■ INSTRUCTIONS TO FOLLOW:
Scan the lines below for "white" and copy the matches.

+++

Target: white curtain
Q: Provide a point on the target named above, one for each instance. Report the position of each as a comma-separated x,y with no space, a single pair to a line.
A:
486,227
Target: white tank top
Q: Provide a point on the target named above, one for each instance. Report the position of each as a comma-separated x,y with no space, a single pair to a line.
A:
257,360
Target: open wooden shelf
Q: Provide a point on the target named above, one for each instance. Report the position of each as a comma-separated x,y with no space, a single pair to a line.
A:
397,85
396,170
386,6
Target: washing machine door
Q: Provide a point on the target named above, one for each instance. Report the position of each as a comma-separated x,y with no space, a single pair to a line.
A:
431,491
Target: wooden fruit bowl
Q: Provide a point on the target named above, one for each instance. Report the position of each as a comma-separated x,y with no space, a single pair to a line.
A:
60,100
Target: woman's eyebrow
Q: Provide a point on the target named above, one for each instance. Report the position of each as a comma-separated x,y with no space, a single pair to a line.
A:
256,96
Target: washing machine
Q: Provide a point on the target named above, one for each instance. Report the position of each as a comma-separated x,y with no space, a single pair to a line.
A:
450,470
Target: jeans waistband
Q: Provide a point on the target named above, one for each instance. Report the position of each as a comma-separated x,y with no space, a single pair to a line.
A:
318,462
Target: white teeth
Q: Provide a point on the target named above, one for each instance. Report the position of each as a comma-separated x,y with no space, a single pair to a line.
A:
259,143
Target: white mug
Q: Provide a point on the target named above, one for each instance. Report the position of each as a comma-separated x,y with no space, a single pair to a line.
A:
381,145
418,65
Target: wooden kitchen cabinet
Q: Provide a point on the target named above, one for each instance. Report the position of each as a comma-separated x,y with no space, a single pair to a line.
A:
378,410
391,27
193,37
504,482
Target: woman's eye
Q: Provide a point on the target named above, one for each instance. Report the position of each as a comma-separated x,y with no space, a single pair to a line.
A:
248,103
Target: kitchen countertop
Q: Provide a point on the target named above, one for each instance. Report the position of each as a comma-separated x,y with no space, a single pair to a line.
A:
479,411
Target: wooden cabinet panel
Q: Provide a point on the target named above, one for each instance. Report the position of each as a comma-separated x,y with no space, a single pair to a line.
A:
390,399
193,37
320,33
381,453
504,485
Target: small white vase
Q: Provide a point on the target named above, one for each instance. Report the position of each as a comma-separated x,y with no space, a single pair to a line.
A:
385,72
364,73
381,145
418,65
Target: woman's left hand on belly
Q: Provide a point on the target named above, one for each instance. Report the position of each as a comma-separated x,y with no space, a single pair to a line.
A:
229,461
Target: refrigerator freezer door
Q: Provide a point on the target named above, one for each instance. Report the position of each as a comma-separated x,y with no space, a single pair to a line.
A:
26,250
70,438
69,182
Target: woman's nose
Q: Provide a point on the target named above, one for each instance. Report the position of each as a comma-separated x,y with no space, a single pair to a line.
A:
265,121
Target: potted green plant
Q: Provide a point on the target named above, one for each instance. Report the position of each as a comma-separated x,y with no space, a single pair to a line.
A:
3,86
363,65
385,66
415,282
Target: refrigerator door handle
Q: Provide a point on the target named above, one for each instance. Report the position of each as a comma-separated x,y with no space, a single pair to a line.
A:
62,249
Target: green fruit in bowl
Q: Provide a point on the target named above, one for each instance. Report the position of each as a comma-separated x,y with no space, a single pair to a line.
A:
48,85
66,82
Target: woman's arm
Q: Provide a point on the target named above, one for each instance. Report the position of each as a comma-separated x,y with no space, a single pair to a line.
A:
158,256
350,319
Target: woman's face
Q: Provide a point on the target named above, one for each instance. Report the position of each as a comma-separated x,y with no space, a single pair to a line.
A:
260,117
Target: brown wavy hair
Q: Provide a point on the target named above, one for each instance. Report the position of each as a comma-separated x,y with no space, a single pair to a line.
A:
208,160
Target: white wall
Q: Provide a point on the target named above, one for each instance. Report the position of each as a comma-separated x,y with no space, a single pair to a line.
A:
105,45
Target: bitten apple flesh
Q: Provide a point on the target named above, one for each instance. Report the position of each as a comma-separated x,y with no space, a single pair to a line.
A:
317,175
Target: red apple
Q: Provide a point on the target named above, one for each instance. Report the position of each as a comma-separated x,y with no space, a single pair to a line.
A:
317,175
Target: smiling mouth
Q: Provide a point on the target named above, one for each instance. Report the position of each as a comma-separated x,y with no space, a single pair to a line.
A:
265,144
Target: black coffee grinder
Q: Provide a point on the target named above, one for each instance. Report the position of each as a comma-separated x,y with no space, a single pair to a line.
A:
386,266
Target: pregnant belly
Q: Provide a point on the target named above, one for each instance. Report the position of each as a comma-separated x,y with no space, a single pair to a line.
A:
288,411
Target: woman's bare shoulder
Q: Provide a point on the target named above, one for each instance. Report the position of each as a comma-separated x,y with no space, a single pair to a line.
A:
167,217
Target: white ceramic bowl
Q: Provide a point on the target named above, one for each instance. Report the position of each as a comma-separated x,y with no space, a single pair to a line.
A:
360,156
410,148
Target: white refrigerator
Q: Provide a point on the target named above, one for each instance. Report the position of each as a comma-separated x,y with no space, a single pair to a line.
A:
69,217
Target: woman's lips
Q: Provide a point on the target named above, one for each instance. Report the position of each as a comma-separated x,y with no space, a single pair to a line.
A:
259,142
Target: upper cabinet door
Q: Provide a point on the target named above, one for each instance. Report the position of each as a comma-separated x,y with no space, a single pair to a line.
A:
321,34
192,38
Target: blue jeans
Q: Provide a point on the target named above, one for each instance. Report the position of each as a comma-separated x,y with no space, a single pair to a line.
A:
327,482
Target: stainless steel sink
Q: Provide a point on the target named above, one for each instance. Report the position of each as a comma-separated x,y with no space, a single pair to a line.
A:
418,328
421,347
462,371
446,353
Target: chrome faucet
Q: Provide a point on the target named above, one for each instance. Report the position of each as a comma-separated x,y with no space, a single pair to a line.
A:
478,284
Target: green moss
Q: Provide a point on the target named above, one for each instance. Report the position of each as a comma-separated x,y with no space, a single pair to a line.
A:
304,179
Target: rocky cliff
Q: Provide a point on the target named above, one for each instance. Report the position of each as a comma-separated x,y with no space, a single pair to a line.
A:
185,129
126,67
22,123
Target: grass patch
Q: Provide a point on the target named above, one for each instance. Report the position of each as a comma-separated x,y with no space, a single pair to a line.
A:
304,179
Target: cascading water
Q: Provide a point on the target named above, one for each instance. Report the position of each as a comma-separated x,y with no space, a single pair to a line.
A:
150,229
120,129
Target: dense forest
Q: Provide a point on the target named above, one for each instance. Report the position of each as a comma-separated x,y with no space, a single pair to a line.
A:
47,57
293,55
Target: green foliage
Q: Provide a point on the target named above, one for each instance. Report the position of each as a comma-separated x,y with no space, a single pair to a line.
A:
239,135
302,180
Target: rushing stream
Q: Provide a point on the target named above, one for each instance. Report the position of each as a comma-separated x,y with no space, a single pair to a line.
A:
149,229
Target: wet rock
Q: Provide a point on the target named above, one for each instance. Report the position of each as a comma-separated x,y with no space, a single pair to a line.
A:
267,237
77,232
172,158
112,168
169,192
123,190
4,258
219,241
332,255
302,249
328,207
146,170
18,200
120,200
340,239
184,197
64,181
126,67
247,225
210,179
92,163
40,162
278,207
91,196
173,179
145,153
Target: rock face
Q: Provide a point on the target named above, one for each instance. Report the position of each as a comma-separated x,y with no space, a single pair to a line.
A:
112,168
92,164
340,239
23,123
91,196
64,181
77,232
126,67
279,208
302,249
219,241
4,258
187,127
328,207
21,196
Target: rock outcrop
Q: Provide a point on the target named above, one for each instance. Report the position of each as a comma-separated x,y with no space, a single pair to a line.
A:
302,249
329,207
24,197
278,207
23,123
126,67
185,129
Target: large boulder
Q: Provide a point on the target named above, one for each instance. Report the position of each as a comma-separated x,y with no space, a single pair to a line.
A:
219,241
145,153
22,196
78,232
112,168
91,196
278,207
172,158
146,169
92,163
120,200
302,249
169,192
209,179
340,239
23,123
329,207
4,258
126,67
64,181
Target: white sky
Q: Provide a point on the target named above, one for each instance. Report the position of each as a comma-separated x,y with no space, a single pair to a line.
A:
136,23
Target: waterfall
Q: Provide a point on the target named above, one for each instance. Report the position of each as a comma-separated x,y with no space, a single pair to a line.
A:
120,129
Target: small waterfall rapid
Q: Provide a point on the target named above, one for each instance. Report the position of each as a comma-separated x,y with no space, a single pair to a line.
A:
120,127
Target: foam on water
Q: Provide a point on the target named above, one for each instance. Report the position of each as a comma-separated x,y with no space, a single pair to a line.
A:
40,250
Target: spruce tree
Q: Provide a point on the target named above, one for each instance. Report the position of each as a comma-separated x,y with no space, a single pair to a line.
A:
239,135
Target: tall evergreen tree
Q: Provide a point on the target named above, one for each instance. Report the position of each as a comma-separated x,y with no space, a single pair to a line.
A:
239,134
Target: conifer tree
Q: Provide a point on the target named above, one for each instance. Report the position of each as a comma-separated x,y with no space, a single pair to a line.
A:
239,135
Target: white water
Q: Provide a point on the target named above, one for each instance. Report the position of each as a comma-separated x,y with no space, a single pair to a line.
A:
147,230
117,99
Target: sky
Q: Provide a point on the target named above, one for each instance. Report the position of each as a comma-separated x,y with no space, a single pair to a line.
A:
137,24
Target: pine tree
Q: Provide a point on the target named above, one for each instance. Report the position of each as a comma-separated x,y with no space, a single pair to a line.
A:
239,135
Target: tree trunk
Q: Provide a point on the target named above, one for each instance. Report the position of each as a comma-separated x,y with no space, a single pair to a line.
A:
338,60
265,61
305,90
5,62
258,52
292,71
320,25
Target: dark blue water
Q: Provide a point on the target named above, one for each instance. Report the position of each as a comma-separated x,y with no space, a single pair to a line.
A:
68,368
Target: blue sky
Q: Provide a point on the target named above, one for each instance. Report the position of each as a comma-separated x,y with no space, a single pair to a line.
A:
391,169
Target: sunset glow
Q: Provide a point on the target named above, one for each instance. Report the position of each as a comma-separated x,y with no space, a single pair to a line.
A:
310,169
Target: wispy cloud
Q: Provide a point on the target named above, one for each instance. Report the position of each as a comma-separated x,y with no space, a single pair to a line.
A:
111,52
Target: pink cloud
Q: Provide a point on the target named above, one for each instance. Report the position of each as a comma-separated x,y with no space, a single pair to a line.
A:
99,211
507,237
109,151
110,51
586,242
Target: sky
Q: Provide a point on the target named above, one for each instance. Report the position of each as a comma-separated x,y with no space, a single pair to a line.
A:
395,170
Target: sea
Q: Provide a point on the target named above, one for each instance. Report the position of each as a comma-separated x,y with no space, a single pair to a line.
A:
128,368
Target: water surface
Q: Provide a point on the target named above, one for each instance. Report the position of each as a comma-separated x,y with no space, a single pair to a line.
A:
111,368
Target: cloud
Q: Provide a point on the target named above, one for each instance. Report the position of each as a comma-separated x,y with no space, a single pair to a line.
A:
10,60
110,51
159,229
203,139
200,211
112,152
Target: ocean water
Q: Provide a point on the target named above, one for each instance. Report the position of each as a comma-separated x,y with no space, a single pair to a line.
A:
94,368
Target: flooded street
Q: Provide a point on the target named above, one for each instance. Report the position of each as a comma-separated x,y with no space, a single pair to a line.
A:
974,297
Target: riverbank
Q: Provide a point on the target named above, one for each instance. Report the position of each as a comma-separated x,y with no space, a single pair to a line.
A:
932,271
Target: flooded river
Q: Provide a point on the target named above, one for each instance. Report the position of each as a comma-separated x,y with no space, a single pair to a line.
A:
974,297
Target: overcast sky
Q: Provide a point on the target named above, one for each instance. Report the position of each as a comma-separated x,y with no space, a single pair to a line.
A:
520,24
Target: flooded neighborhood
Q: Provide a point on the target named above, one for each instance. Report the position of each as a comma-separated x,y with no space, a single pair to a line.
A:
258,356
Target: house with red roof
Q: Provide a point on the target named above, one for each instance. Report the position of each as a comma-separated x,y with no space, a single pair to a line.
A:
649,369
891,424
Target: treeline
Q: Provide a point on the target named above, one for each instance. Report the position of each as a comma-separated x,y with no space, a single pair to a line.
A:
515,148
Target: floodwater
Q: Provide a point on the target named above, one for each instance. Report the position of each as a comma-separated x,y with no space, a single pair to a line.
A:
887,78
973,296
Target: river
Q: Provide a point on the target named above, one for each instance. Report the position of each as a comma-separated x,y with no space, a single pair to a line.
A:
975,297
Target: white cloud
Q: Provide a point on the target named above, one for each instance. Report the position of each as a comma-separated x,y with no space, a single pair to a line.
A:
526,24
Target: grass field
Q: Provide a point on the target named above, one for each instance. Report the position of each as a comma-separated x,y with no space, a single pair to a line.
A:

+++

■ RESPONSE TO THE EXERCISE:
Target: white curtain
Target: white tank top
Target: white teeth
Target: white mug
Target: small white vase
Target: white wall
Target: white ceramic bowl
Target: white refrigerator
Target: white sky
Target: white water
Target: white cloud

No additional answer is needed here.